Text for analysis —
--- START ---

Based on the Transboundary Haze Pollution Act 2014, Singapore can prosecute individuals and companies that are responsible for the haze that spreads across boundaries. Singaporean authorities stated that they are prepared to prosecute and showed their commitment by ordering six suppliers of Asia Pulp and Paper, one of Indonesia's largest pulp and paper companies, to come to Singapore and explain their plans to prevent forest fires on their lands. Singapore's Environment and Water Resources Minister Masagos Zulkifli, who can rely on support of the international community, said companies responsible for the haze that spreads to Singapore and who fail to implement measures that can prevent such haze spreading to neighboring countries can face fines up to USD $100,000 per day.
The National Environment Agency (NEA) of Singapore obtained a court warrant against an Indonesian director who failed to show up for an interview in which he would have been asked questions about his company's measures to combat forest fires on its concession land. Each year, forest fires are rampant on Sumatra and Kalimantan as farmers use slash-and-burn techniques to make way for further palm oil or pulp & paper expansion. Based on a World Bank report released in December 2015, the man-made forest fires and toxic haze cost Indonesia an estimated IDR 221 trillion (USD $16 billion or 1.9 percent of the country's gross domestic product) between June and October 2015 when more than 100,000 man-made forest fires destroyed some 2.6 million hectares of land.
Earlier, Indonesia's Environment and Forestry Minister Siti Nurbaya Bakar said certain bilateral collaborations between Indonesia and Singapore would be terminated while others became subject to a "substantial review" after NEA made efforts to prosecute Indonesians under the laws of Singapore.
This is an international issue because the smoke was generated in Indonesia and caused damage in other countries. Just because someone in government or the government does not want to be responsible does not mean that the international community will not take action. Because the government has issued a statement pf nonsupport; it is logical that the government would take on the burden of paying for the damages. Indonesian assets in other countries could be confiscated and sold at auction to pay for the damages. Do not just turn away and not address the problem; Indonesia should defend itself in Singapore courts to avoid increased losses.

--- END ---

Information provided —
--- START ---

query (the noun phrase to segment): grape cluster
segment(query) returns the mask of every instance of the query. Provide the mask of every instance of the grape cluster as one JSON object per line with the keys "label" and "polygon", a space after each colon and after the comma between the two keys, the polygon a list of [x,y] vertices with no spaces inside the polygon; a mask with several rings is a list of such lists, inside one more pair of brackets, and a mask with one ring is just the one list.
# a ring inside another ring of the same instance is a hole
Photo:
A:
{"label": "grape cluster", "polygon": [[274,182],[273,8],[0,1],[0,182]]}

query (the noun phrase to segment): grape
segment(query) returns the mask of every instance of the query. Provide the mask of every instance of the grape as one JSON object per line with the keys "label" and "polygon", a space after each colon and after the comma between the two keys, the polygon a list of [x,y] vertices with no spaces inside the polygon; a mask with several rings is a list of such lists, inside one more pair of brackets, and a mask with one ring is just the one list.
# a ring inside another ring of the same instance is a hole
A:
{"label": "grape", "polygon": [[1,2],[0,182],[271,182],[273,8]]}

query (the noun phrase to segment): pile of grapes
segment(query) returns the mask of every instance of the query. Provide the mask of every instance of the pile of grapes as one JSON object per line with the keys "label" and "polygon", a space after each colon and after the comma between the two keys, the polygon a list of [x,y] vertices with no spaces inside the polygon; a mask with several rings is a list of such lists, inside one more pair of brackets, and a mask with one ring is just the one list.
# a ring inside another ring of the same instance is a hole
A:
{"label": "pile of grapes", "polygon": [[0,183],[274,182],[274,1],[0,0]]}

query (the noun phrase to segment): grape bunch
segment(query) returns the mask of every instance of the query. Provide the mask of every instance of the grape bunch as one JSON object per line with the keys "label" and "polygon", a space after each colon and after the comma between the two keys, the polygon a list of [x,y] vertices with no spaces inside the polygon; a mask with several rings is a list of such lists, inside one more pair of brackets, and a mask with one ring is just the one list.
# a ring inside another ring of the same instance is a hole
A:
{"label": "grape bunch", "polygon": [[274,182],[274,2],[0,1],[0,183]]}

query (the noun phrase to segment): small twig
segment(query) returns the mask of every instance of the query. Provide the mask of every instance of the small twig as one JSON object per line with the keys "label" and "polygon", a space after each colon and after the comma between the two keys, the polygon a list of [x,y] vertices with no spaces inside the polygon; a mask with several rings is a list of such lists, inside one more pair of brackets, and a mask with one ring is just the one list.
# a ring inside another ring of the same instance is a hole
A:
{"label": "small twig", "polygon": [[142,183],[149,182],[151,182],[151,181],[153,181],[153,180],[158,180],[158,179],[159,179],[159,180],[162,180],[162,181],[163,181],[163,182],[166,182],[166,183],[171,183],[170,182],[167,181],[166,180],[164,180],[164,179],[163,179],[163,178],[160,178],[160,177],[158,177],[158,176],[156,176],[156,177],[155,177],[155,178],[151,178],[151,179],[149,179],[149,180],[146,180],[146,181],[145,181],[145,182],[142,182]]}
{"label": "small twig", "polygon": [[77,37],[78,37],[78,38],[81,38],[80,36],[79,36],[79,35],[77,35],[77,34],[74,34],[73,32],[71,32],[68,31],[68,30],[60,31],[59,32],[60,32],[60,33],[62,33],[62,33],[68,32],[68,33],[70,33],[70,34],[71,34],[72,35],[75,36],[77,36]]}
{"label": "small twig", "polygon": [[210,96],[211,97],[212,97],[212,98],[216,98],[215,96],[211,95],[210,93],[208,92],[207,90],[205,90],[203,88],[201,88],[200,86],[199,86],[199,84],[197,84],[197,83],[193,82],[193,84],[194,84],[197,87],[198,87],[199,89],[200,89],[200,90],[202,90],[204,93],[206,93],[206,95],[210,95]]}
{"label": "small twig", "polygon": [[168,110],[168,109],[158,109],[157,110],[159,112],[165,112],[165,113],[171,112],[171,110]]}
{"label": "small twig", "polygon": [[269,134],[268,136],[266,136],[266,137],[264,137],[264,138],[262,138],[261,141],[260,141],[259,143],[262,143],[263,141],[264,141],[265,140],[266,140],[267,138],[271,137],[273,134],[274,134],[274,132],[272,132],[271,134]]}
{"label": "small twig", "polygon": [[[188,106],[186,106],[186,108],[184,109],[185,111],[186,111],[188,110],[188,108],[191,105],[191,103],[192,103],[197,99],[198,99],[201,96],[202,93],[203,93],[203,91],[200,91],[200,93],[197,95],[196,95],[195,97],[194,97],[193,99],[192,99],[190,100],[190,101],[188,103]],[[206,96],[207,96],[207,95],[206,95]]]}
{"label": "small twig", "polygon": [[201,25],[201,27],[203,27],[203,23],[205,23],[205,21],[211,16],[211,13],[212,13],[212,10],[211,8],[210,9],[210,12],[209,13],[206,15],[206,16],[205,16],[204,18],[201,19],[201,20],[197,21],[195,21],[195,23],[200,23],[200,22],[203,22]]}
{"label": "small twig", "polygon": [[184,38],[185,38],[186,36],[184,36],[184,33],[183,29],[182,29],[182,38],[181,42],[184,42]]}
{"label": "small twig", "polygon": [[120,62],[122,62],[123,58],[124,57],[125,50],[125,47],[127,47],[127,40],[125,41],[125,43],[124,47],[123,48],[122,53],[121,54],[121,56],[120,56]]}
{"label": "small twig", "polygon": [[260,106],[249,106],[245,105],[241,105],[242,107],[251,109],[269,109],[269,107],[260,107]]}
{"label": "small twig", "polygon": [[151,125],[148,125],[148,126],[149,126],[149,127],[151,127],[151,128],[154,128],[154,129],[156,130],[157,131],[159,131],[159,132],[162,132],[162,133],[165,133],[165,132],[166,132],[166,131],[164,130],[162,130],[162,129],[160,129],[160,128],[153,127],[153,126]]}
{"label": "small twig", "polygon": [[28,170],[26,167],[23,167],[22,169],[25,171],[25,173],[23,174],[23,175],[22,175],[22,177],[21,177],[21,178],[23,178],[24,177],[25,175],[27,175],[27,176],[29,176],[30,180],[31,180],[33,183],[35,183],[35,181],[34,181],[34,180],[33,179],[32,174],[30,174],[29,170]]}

--- END ---

Work to be completed — In the text on transboundary haze, what maximum daily fine did Singapore's Environment and Water Resources Minister say companies responsible for the haze could face?

Output — Up to USD $100,000 per day.